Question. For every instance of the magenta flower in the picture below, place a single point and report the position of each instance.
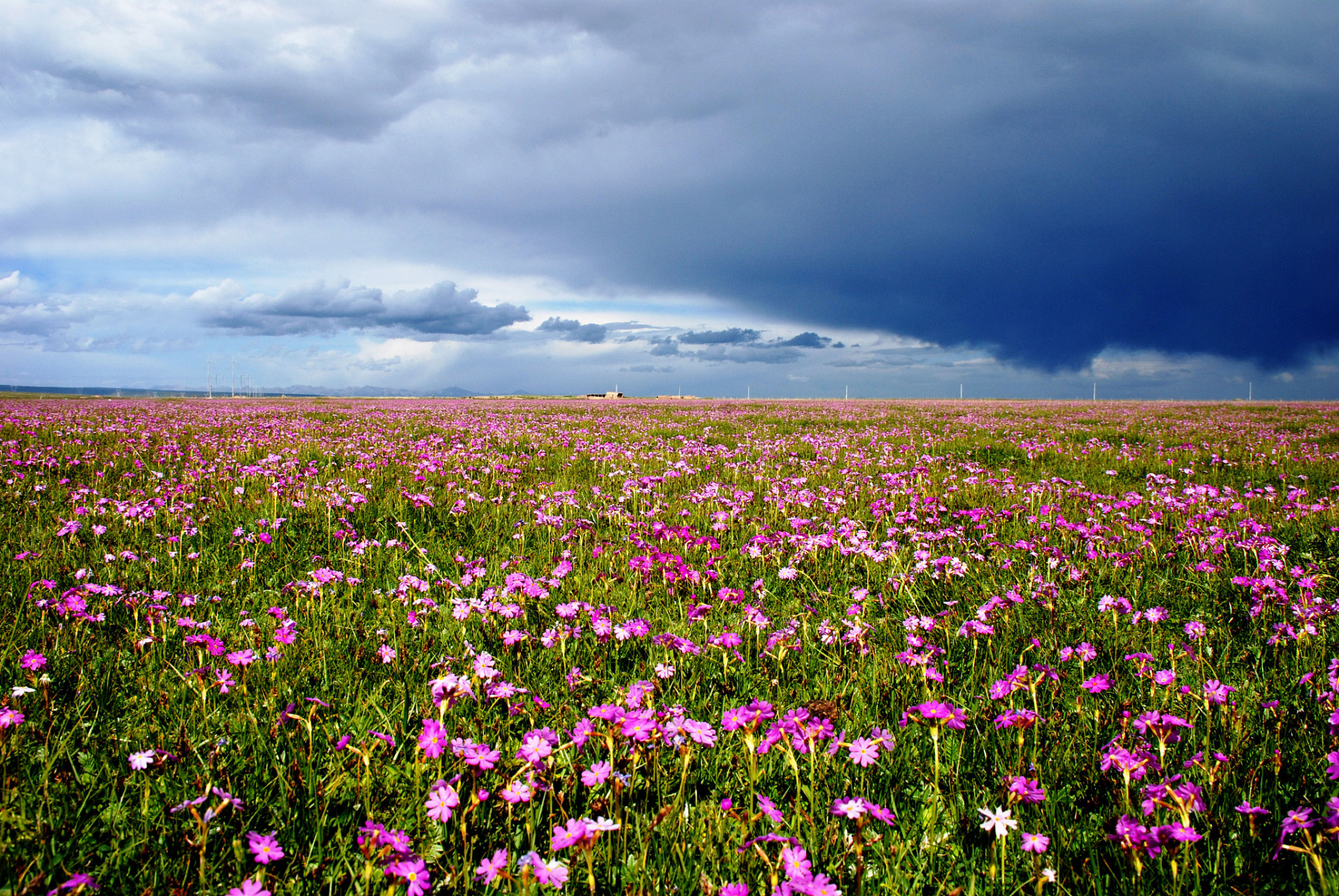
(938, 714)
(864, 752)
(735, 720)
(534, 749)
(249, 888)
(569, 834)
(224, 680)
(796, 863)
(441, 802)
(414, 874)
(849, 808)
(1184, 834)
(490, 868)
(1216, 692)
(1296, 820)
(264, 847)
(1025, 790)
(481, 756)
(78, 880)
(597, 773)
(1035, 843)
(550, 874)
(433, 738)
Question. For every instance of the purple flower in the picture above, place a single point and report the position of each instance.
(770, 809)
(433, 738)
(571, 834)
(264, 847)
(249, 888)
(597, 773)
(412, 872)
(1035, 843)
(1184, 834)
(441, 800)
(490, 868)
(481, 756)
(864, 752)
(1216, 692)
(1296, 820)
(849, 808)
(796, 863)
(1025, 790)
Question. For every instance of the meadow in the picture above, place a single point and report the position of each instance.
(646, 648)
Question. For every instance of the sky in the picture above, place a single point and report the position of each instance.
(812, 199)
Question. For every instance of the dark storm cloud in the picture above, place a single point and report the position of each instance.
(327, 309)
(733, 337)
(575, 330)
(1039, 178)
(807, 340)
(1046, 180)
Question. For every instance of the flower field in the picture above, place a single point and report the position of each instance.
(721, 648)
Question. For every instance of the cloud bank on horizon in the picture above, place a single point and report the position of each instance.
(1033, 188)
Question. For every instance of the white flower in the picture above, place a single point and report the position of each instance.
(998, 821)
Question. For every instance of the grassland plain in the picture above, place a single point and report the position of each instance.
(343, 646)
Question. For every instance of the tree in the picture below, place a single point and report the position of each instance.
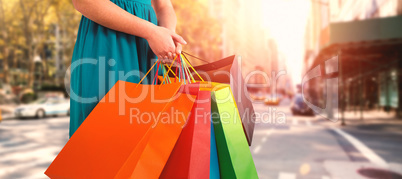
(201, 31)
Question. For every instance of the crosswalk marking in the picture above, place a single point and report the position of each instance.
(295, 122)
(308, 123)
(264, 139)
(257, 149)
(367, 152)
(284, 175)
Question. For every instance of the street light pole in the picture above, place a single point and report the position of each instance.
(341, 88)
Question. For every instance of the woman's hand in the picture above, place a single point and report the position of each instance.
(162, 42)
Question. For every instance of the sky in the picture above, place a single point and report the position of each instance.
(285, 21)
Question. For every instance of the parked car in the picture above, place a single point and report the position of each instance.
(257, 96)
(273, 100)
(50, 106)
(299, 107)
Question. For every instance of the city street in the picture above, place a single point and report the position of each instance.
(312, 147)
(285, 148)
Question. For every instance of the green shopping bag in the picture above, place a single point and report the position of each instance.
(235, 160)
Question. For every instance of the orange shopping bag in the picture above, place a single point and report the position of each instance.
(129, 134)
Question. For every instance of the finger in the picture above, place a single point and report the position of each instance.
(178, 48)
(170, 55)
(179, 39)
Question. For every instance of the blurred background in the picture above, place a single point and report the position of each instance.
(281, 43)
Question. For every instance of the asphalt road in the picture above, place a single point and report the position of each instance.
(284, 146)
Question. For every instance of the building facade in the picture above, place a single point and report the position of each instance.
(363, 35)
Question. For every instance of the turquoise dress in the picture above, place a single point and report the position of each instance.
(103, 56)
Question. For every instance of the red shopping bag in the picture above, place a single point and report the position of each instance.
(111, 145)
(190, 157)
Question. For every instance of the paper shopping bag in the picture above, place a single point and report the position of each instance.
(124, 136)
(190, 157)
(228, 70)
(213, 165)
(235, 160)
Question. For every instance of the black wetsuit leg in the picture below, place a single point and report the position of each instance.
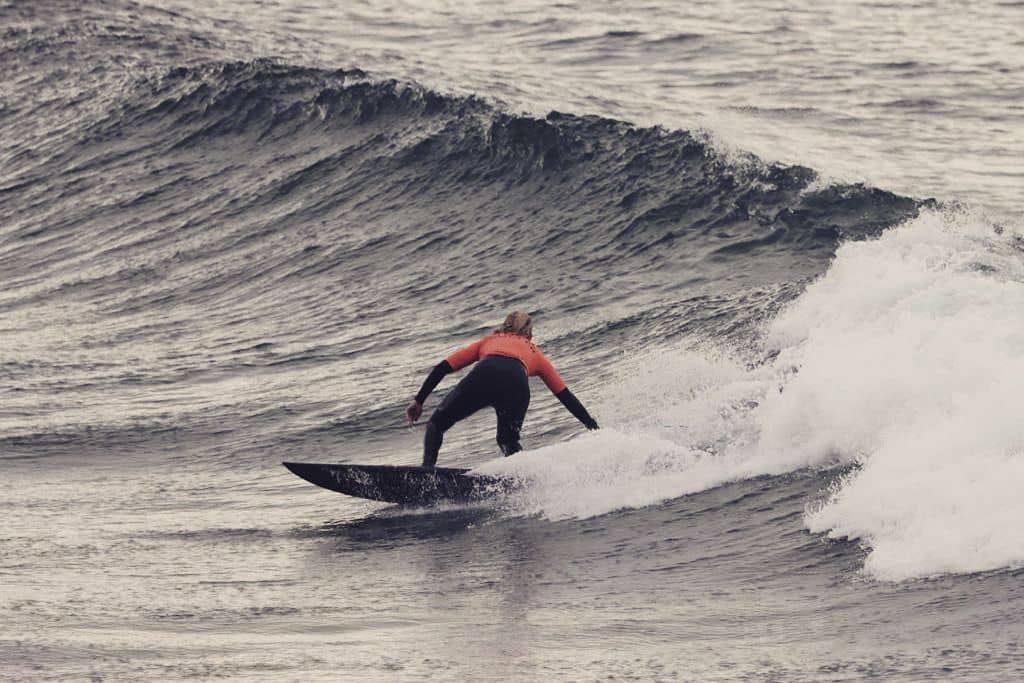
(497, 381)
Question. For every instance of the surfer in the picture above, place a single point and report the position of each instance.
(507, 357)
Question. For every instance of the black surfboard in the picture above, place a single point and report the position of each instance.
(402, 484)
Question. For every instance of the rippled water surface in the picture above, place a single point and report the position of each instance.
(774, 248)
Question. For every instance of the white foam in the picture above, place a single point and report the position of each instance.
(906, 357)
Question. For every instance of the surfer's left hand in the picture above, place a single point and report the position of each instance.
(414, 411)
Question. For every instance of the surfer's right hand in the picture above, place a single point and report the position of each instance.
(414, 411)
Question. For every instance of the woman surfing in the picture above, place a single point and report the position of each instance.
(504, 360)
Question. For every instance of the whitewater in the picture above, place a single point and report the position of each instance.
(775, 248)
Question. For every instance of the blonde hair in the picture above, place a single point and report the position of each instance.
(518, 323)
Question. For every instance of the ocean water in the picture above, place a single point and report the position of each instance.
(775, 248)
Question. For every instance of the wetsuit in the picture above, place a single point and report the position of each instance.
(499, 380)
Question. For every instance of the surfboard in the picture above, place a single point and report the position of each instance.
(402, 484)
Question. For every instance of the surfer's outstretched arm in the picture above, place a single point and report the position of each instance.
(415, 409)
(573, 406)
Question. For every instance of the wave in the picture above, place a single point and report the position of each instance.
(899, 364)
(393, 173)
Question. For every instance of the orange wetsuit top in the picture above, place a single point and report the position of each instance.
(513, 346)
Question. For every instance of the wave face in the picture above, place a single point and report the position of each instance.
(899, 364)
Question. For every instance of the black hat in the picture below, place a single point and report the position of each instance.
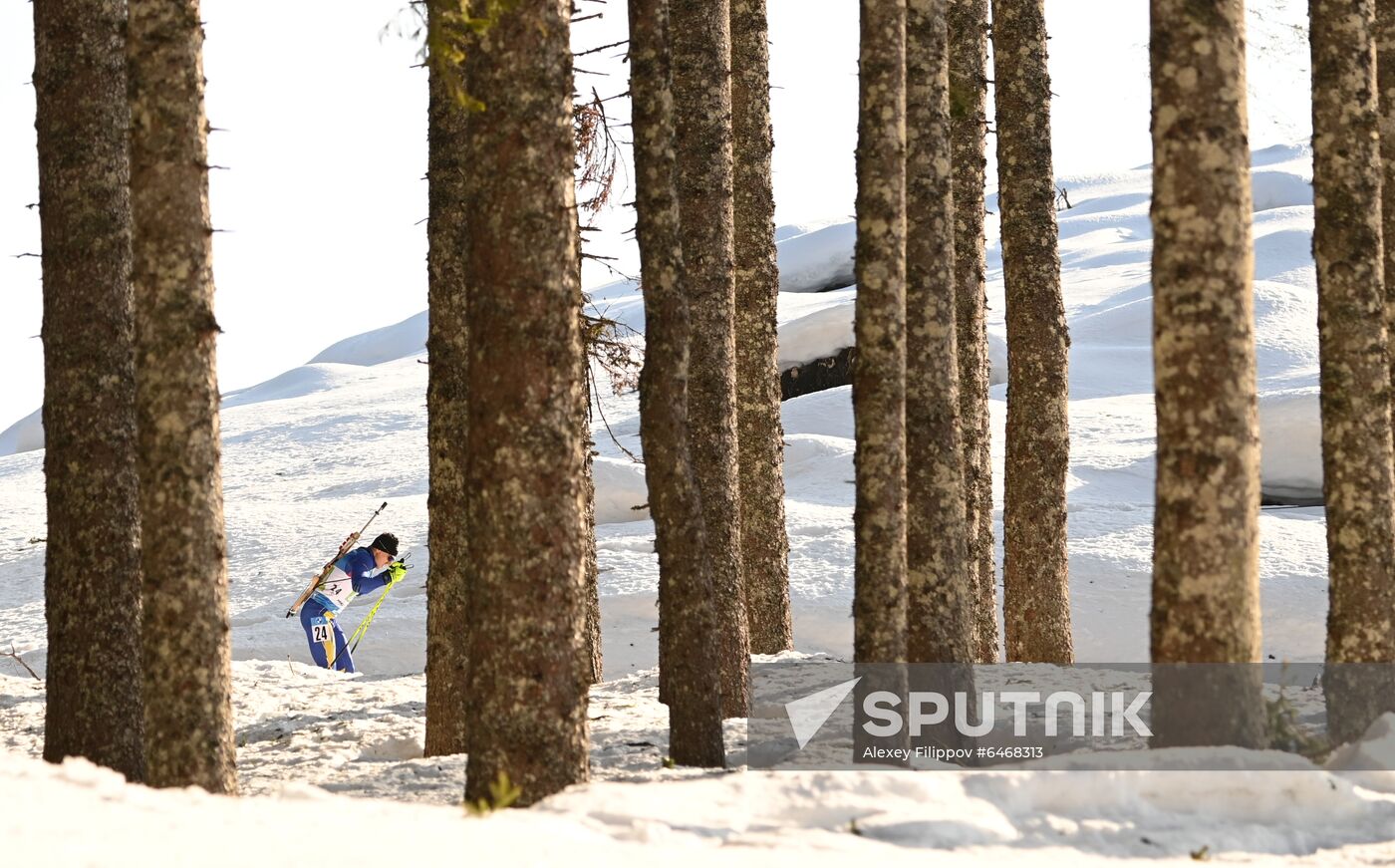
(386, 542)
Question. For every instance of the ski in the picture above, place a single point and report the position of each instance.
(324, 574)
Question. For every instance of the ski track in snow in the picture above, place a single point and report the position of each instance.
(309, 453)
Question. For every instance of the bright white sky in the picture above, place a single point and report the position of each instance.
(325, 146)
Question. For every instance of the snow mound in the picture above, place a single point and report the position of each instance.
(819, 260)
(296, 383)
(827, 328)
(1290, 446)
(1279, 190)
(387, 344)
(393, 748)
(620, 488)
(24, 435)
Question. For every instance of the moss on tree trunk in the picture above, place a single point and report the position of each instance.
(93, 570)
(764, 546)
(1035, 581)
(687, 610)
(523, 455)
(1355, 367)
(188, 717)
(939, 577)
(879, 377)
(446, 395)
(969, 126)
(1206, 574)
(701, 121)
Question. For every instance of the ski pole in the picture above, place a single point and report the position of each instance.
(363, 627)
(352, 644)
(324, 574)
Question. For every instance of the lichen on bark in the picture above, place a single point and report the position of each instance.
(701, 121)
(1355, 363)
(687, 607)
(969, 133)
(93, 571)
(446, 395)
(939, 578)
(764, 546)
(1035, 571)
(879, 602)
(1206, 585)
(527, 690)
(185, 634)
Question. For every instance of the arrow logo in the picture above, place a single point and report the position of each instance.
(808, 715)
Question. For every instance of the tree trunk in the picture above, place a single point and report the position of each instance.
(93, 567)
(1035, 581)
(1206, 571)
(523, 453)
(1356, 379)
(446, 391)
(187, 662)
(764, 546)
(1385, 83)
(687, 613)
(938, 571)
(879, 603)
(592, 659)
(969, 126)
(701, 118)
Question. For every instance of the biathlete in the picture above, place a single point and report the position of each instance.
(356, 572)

=-=-=-=-=

> _TASK STATEMENT_
Print, word for word, the part of the records above that opens with the line containing "Question. For every instance of the arrow", including that line, and closes with the last line of the records.

> _FINAL RESULT_
Question. For every instance of the arrow logo in the picture above, place a single point and report the position of each instance.
(808, 715)
Question. For every instance of the tree trunk in the picture above, place a single point and report the position of each instance.
(93, 567)
(1035, 581)
(1206, 571)
(523, 453)
(1356, 379)
(446, 391)
(187, 662)
(764, 546)
(1385, 83)
(687, 613)
(938, 571)
(879, 603)
(592, 659)
(969, 126)
(701, 118)
Question. For every instance of the biathlete in the picture above, place a single point and report the position of each instance.
(356, 572)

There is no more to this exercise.